---------- DATA

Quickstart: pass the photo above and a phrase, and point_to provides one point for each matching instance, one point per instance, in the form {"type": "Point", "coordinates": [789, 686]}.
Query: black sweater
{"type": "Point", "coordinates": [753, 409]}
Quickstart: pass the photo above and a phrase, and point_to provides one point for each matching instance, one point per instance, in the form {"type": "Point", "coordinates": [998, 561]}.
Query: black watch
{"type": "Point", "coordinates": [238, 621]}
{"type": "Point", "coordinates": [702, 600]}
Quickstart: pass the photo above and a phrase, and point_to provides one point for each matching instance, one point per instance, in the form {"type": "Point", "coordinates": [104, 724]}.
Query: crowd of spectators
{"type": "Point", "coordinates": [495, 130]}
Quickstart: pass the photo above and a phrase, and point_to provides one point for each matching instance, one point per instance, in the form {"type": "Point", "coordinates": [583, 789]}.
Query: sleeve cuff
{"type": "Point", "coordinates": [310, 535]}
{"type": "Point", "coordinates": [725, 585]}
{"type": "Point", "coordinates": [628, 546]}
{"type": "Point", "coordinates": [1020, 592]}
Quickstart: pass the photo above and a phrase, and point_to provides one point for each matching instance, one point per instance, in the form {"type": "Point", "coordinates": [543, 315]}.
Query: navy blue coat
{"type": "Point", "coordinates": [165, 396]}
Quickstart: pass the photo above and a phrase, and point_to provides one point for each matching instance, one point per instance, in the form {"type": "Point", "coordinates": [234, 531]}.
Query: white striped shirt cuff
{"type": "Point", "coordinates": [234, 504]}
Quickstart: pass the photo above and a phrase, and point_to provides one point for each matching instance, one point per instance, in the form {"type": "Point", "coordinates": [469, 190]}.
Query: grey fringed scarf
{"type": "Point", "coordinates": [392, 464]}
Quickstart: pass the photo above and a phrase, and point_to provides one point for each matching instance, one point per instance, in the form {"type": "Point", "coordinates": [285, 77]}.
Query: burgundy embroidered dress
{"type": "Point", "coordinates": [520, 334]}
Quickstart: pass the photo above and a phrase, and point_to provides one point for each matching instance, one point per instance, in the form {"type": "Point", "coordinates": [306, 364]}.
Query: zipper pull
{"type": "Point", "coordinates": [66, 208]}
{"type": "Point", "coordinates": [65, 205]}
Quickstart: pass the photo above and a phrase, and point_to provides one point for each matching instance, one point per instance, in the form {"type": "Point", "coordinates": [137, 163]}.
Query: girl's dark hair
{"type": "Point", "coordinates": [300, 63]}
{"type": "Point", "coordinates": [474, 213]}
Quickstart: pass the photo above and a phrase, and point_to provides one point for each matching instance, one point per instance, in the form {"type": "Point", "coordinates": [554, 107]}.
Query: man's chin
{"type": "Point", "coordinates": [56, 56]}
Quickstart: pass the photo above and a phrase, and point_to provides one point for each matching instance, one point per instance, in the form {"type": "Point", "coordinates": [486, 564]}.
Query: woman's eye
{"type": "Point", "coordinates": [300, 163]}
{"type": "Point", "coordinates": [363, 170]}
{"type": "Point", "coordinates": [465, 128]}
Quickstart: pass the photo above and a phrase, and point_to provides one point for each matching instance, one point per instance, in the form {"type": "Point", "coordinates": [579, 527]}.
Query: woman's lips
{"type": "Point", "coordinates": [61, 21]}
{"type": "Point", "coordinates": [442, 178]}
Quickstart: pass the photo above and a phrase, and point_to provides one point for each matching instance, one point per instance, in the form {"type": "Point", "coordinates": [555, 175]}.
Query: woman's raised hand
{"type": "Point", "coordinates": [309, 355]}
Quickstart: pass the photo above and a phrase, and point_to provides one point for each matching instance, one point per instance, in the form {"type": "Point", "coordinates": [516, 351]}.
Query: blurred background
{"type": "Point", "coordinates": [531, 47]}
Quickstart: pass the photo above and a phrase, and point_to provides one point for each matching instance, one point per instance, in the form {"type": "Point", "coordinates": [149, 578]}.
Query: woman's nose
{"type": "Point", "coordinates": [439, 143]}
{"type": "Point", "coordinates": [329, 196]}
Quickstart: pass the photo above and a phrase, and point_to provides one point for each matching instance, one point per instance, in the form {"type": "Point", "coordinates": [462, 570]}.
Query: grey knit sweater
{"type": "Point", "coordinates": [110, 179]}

--------------------

• _AIM OF THE EXERCISE_:
Report every line of the entries above that contains the word "grey".

• _EXERCISE OUTPUT_:
Query: grey fringed scarf
Query: grey knit sweater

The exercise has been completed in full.